### Directions
Below are some records; copy them word for word and drop the pictures.

### Material to process
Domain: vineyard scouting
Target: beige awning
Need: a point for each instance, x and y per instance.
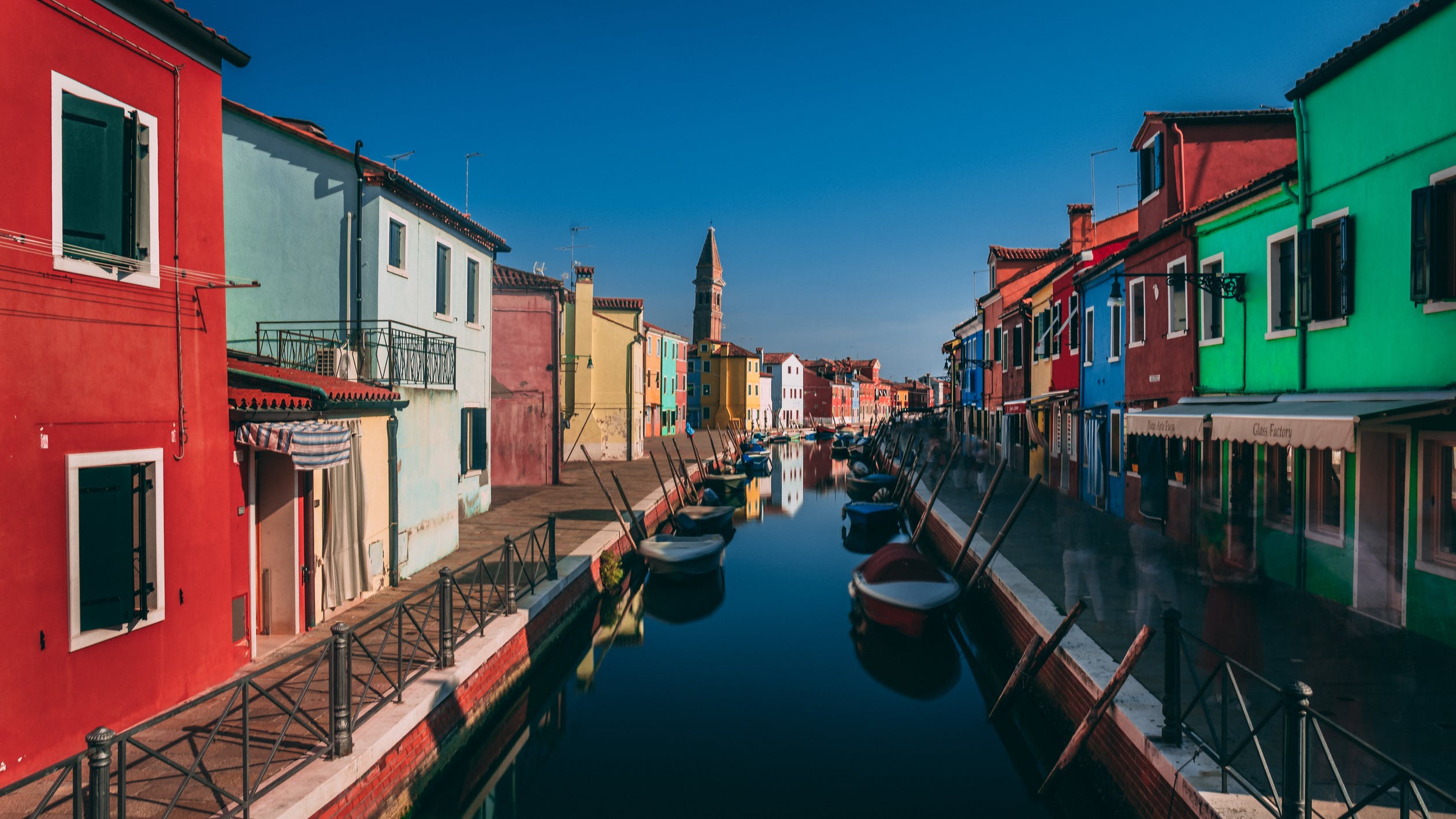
(1294, 421)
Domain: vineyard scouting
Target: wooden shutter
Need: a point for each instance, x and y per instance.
(480, 440)
(105, 546)
(94, 177)
(1305, 252)
(1343, 265)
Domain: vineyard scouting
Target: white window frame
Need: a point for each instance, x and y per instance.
(480, 291)
(404, 254)
(434, 290)
(1187, 301)
(1270, 265)
(60, 83)
(1311, 531)
(1208, 300)
(1138, 282)
(156, 530)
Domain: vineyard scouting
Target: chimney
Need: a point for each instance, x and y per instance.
(1079, 225)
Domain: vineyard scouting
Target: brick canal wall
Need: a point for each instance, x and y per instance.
(396, 751)
(1121, 755)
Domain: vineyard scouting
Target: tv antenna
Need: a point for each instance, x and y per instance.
(468, 180)
(573, 248)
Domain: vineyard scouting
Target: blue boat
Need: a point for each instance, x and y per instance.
(870, 515)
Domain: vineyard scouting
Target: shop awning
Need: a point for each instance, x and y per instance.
(1297, 421)
(312, 444)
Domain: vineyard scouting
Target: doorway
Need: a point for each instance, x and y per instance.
(1381, 527)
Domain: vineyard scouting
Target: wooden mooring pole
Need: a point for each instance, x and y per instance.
(1100, 708)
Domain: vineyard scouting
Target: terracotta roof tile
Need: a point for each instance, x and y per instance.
(511, 278)
(1404, 21)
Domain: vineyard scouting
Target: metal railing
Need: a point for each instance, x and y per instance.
(385, 352)
(219, 754)
(1266, 738)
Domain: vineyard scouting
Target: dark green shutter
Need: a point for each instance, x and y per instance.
(1423, 219)
(1305, 252)
(1343, 265)
(480, 440)
(94, 175)
(107, 539)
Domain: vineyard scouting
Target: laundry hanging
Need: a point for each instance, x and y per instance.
(312, 444)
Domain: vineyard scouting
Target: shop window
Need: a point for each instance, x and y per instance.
(1325, 495)
(1438, 517)
(116, 543)
(1279, 486)
(475, 440)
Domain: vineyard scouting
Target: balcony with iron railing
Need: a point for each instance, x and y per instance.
(389, 354)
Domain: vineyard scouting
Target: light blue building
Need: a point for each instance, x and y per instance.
(366, 276)
(1102, 388)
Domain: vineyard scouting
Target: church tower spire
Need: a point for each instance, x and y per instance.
(708, 309)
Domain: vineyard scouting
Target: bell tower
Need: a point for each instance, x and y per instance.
(708, 309)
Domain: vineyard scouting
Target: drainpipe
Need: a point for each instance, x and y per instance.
(393, 498)
(359, 240)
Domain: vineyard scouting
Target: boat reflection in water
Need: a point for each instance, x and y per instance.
(684, 600)
(920, 668)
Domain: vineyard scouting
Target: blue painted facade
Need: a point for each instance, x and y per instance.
(1102, 393)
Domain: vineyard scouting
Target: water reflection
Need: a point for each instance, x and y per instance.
(922, 668)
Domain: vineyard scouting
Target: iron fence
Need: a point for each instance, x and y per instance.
(1272, 745)
(385, 352)
(219, 754)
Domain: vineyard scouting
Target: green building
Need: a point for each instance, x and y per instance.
(1327, 392)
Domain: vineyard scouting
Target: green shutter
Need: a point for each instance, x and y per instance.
(94, 175)
(107, 531)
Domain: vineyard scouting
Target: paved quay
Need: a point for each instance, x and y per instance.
(197, 757)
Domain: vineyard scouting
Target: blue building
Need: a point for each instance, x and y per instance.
(369, 277)
(1102, 386)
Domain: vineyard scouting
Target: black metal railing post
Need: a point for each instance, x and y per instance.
(1297, 767)
(551, 548)
(1172, 678)
(508, 576)
(341, 725)
(446, 594)
(98, 801)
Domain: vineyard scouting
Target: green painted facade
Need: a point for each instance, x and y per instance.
(1370, 136)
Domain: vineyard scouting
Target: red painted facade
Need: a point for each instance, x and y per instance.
(525, 389)
(95, 368)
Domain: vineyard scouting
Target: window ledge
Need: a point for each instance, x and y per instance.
(1449, 572)
(1328, 323)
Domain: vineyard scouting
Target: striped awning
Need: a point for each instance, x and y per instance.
(312, 444)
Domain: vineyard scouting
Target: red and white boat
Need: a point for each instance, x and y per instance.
(900, 588)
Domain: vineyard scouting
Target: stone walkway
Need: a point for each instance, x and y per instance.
(195, 758)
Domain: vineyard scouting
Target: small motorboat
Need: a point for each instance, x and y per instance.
(867, 486)
(702, 520)
(900, 588)
(870, 515)
(726, 481)
(684, 554)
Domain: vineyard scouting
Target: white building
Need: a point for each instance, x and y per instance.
(787, 390)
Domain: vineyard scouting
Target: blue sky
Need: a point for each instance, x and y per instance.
(855, 159)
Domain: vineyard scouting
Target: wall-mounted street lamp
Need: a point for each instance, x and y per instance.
(1222, 285)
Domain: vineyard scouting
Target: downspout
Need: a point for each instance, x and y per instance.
(359, 242)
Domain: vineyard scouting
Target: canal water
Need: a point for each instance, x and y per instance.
(752, 693)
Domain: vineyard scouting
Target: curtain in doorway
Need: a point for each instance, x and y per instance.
(346, 559)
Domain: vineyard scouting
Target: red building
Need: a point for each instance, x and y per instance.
(1184, 162)
(525, 389)
(122, 595)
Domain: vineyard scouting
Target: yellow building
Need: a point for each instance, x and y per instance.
(602, 371)
(727, 386)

### Exercise solution
Domain: vineyard scouting
Target: beige awning
Need: a point for each instance, x and y per instance.
(1294, 421)
Domain: vineyard scouting
Target: wooden shutter
Need: a point for each instance, x and y per instance.
(480, 440)
(105, 546)
(94, 177)
(1305, 252)
(1343, 265)
Domain: vineyard scouting
Target: white window frame
Need: a point for each instance, x and y per instance.
(480, 291)
(404, 254)
(434, 290)
(1187, 301)
(1270, 265)
(60, 83)
(1311, 531)
(1208, 300)
(1138, 282)
(156, 530)
Domain: vineyard scouting
Target: chimney
Need: a point for each instance, x and y per instance.
(1079, 225)
Domain: vineyard scouting
Target: brick canal wall
Need: a point for each instance, x and y per instance.
(396, 751)
(1121, 755)
Domain: vineyard scouting
Target: tv antenna
Need: a point for each instance, x and y per instance.
(468, 180)
(573, 248)
Domain: vineyard scouting
Target: blue boat
Need: a point for each instance, x and y per instance.
(870, 515)
Domain: vineyard scouting
Target: shop awning
Need: a point for each instance, x and y per instance.
(1297, 421)
(312, 444)
Domain: vineyard scouting
Target: doorway
Need: a point for each instance, x and y per instance.
(1381, 527)
Domain: vineyard scouting
Target: wooden mooring pole
Need: a point for each instance, x and y per instance.
(1100, 708)
Domain: vineyard scouting
Target: terracotta roof tile
Need: a point for each instance, x and y per instance.
(511, 278)
(1404, 21)
Domain: vineyard scouting
Target: metal railing
Need: a point for each instance, x and y per instance.
(385, 352)
(219, 754)
(1266, 738)
Domain: vineyard scouting
Target: dark green shutter
Need: a point for each instance, x and y per instance.
(1423, 219)
(1305, 252)
(1343, 265)
(480, 440)
(94, 175)
(107, 539)
Domain: vineyard scouting
Target: laundry hanging
Need: a point for each instance, x and y per instance.
(312, 444)
Domain: vineyard scouting
Target: shop window
Need: a point for each instance, x and y per instance.
(1325, 495)
(1438, 517)
(116, 543)
(1279, 486)
(475, 440)
Domain: vineyard scouting
Target: balcony with iron railing
Need: a point for each instance, x and y per instance.
(389, 354)
Domain: vineyard scouting
Target: light blue building
Need: a point for each instance, x and y per instance.
(366, 276)
(1102, 388)
Domain: vineyard scouting
Target: church tower spire
Need: a point for each instance, x and y per instance.
(708, 309)
Domain: vineyard scouting
Target: bell tower
Need: a point for each instance, x and y per instance.
(708, 309)
Domain: vineyard scouting
Target: drainpipe
Need: a point for each instance, x and y per instance.
(393, 498)
(359, 240)
Domain: vineyard scouting
Target: boat reflection in water
Need: a point for each instance, x and y per instance.
(684, 600)
(920, 668)
Domain: vineyard scouting
Target: blue painted facade
Need: a point for each instance, x and y per instance.
(1102, 393)
Domain: vineyard scouting
Target: water reflection
Need: a point for each instance, x and y per instance.
(922, 668)
Domain: vineyard scouting
Target: iron fence
Need: a point for each instance, x and y per instance.
(1272, 745)
(385, 352)
(219, 754)
Domain: vineyard scouting
Target: green building
Need: a point for each instance, x and y per instance.
(1327, 392)
Domain: vineyard scouting
Target: green shutter
Need: a point for each instance, x and y per instance.
(94, 175)
(107, 531)
Domain: vineyard scouting
Target: paved quay
Need: a point for each instance, x and y per instance.
(197, 757)
Domain: vineyard scouting
Target: blue building
Need: a point for each instance, x and y per instance.
(369, 277)
(1102, 386)
Domain: vineyard scouting
Target: black metal railing post
Need: a point for each instance, x and y per instance.
(1297, 767)
(551, 548)
(1172, 678)
(508, 576)
(341, 725)
(446, 594)
(98, 801)
Domain: vineyard scouting
Target: green painted facade
Need: a point for each instance, x and y per instance.
(1370, 136)
Domain: vineyard scouting
Target: red painted facade
Need: a point for each instance, x and y per instance.
(525, 389)
(95, 368)
Domain: vineyard scouting
Target: window ledge
Need: a point for each instance, x and y per instance.
(1449, 572)
(1328, 323)
Domain: vineyard scouting
Target: striped awning
Need: a point for each instance, x and y per instance.
(312, 444)
Domain: vineyard scouting
Target: red and white boat
Need: a point for each instance, x and y per instance.
(900, 588)
Domain: vineyard scouting
Target: stone walkway
Need: a point for each instance, x and y per instance.
(195, 758)
Domain: vineyard scouting
Target: small motorboat
Need: a point for each instance, x and y per instance.
(867, 486)
(702, 520)
(900, 588)
(870, 515)
(726, 481)
(684, 554)
Domain: vineyard scouting
Target: white building
Need: a point for each instance, x and y per instance.
(787, 390)
Domain: vineyard scouting
Target: blue sky
Need: a point for each instance, x and y per instance.
(855, 159)
Domain: vineyard scouting
Target: wall-mounted street lamp
Need: a point for each instance, x and y per instance.
(1222, 285)
Domain: vineyard scouting
Target: downspout
Need: a point for each instance, x and y per instance.
(359, 242)
Domain: vineyard scouting
Target: canal water
Need: a point for each instance, x and y per instance.
(752, 693)
Domain: vineyard scouting
Target: curtain in doorway
Need: a point for each instance, x and y per instance.
(346, 559)
Domain: vineyard scouting
Target: red building
Need: a point for each instance, x and y per instance.
(1184, 162)
(525, 389)
(122, 595)
Domain: vineyard scouting
Target: yellow building
Need: a point for each instance, x and y per instance.
(602, 371)
(727, 386)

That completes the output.